Reproduce all of the following lines verbatim, keeping every character, bracket, and line break unchanged.

--------------------------------

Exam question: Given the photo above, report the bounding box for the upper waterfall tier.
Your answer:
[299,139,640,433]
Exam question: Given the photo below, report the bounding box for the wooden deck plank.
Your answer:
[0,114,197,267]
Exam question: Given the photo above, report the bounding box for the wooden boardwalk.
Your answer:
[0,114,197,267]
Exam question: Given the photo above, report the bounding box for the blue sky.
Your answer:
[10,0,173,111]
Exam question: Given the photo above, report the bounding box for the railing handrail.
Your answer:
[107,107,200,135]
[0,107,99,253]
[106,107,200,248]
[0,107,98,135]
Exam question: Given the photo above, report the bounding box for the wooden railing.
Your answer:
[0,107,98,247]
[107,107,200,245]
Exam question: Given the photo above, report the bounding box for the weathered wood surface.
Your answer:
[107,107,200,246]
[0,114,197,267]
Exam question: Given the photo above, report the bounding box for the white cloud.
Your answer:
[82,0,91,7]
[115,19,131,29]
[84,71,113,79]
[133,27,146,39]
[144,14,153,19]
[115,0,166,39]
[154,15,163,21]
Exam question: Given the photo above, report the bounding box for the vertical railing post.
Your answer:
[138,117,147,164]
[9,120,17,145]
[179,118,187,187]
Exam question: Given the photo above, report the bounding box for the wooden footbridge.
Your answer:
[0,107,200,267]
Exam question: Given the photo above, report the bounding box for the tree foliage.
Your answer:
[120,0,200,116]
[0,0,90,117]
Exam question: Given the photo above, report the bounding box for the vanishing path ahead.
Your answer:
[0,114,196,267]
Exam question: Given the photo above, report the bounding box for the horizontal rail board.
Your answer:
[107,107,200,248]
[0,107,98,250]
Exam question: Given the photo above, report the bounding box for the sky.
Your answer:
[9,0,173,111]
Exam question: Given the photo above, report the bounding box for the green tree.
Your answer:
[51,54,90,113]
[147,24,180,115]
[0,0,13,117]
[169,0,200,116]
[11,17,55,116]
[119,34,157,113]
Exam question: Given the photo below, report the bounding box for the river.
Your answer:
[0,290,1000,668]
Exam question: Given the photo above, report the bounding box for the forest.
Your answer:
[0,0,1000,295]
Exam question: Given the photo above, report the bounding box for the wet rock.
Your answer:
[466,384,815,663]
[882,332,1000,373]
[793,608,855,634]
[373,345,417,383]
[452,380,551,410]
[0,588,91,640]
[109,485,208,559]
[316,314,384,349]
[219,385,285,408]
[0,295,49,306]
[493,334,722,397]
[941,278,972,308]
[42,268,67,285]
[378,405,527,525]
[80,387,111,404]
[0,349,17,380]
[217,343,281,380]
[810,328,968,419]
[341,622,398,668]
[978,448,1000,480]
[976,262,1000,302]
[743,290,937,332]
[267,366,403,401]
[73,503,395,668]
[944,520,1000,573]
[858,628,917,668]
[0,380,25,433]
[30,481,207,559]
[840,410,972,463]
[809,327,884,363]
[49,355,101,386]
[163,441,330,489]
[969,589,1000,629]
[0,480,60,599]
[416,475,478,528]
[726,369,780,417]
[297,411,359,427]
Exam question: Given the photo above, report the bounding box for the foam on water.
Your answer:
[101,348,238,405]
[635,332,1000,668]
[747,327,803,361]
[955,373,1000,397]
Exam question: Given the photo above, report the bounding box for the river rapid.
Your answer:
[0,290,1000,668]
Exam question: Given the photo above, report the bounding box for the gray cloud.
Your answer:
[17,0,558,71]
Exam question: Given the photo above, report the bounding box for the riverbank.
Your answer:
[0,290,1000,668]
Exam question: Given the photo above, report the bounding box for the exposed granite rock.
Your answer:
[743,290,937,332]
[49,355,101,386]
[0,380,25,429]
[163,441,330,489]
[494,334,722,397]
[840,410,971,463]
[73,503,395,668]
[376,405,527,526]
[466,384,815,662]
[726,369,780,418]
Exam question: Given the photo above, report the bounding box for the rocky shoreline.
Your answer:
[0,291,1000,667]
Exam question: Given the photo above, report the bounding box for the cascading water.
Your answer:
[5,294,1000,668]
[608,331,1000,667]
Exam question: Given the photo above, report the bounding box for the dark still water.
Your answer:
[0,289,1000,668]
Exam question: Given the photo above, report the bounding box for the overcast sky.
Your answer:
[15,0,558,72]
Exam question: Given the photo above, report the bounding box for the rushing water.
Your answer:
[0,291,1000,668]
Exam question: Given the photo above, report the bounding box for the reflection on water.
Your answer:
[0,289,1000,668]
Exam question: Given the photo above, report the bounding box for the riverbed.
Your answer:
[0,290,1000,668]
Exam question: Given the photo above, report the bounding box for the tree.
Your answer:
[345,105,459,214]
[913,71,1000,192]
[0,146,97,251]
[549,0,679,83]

--------------------------------

### RESULT BELOW
Exam question: Given the photo above, report the bounding box for the upper waterfall tier.
Your answer:
[299,139,640,433]
Exam question: Given the photo below, report the bounding box for the wooden deck plank.
Your answer:
[0,114,197,267]
Exam question: Given the photo above, report the bounding box for the wooden boardwalk.
Your answer:
[0,114,197,267]
Exam question: Given the photo above, report the bounding box for the blue sky.
Your answer:
[10,0,173,111]
Exam question: Given the photo above, report the bounding box for the railing handrail.
Your answer:
[107,107,200,135]
[0,107,99,253]
[106,107,200,248]
[0,107,98,135]
Exam question: Given the photo above, report the bounding box for the wooden railing.
Your answer:
[0,107,98,247]
[107,107,200,245]
Exam question: Given the photo above, report the bounding box for the weathered wood surface.
Your answer:
[107,107,200,246]
[0,114,197,267]
Exam question: Given the photo above, report the bounding box for the white cloud.
Your answer:
[82,0,91,7]
[115,19,131,29]
[84,71,113,79]
[133,27,146,39]
[144,14,153,19]
[115,0,166,39]
[154,15,163,21]
Exam question: Given the photo above, report the bounding box for the vertical railing post.
Your answer:
[138,117,147,164]
[9,120,17,145]
[179,118,187,187]
Exam question: Given the photo above, report the bounding box for the wooden footbridge.
Your answer:
[0,107,200,267]
Exam question: Given the photo above, report the bounding box for the tree foliage.
Your answer:
[120,0,200,116]
[0,0,90,117]
Exam question: Given the photo above, report the bounding box for the vanishing path ahead.
Your answer:
[0,114,196,267]
Exam question: Given the photo above, report the bounding box for the horizontal rail board.
Your answer:
[107,107,200,248]
[0,107,98,250]
Exam question: Given the photo above, report the bounding box for the sky.
Your answer:
[9,0,173,111]
Exam question: Given the photo above, report the bounding box for the green tree.
Your answer:
[51,54,90,113]
[147,24,180,115]
[0,0,13,117]
[169,0,200,116]
[11,17,55,116]
[119,34,157,113]
Exam question: Given the photo below, report the bounding box for the river.
Your answer:
[0,290,1000,668]
Exam question: Given the photo above, report the bounding box for the forest.
Your answer:
[0,0,1000,295]
Exam question: Given the photo above, report the bounding box for the wet rock.
Your answer:
[466,384,815,663]
[882,332,1000,373]
[793,608,855,634]
[373,345,417,383]
[452,380,551,410]
[0,588,91,640]
[109,485,208,559]
[316,314,384,349]
[219,385,285,408]
[0,295,49,306]
[493,334,722,397]
[941,278,972,308]
[42,268,67,285]
[378,405,527,525]
[80,387,111,404]
[0,349,17,380]
[217,343,281,380]
[810,328,968,419]
[341,622,398,668]
[978,448,1000,480]
[976,262,1000,302]
[743,290,937,332]
[267,366,403,401]
[73,503,395,668]
[944,520,1000,573]
[858,628,917,668]
[0,380,25,433]
[30,481,207,559]
[840,410,972,463]
[809,327,884,363]
[49,355,101,386]
[163,441,330,489]
[969,589,1000,629]
[0,480,60,599]
[416,475,478,528]
[726,369,780,417]
[297,411,359,427]
Exam question: Given the photo above, report the bounding box for the foam on water.
Your answer:
[101,348,238,405]
[635,332,1000,668]
[747,327,803,361]
[955,373,1000,397]
Exam question: Given the photo above, report the bounding box for the river rapid.
Your answer:
[0,290,1000,668]
Exam question: Given the photo above, report the bounding box for the gray cloud.
Your answer:
[17,0,558,71]
Exam question: Given the photo above, report the bounding box for the riverbank.
Your answer:
[0,290,1000,668]
Exam question: Given the photo above, report the bounding box for the exposed granite rock.
Your answer:
[743,290,937,332]
[49,355,101,386]
[0,380,25,429]
[163,441,330,489]
[494,334,722,397]
[840,410,971,463]
[73,503,395,668]
[376,405,527,526]
[466,384,815,662]
[726,369,780,418]
Exam question: Given the photo above, report the bounding box for the rocky shoreline.
Your answer:
[0,291,1000,667]
Exam question: Given the photo above, report the bounding box for the cascading water.
Your answer:
[5,294,1000,668]
[608,331,1000,667]
Exam question: Given the photo above, report the bounding box for the dark still water.
Your answer:
[0,289,1000,668]
Exam question: Given the photo above, report the bounding box for the overcast sky.
Your answer:
[15,0,558,72]
Exam question: Given the photo above, report the bounding box for the rushing water.
Your answer:
[0,291,1000,668]
Exam question: Given the photo above, report the bounding box for the reflection on water.
Your answer:
[0,289,1000,668]
Exam question: Given the photo above, report the bounding box for the riverbed.
Your answer:
[0,290,1000,668]
Exam question: Given the photo above, report the bounding box for the tree.
Your answer:
[345,105,459,214]
[913,71,1000,192]
[0,146,97,251]
[549,0,679,83]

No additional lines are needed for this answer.